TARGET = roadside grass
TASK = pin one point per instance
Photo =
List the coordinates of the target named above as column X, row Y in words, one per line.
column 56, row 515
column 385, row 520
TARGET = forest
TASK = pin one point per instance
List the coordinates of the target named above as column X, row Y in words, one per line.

Given instruction
Write out all of the rows above word for word, without changing anything.

Complete answer
TARGET = roadside grass
TASK = pin one point per instance
Photo =
List the coordinates of the target named above as column X, row Y in words, one per line.
column 56, row 515
column 385, row 520
TARGET = forest
TASK = pin one point per instance
List the coordinates of the target named above as column X, row Y in words, one per line.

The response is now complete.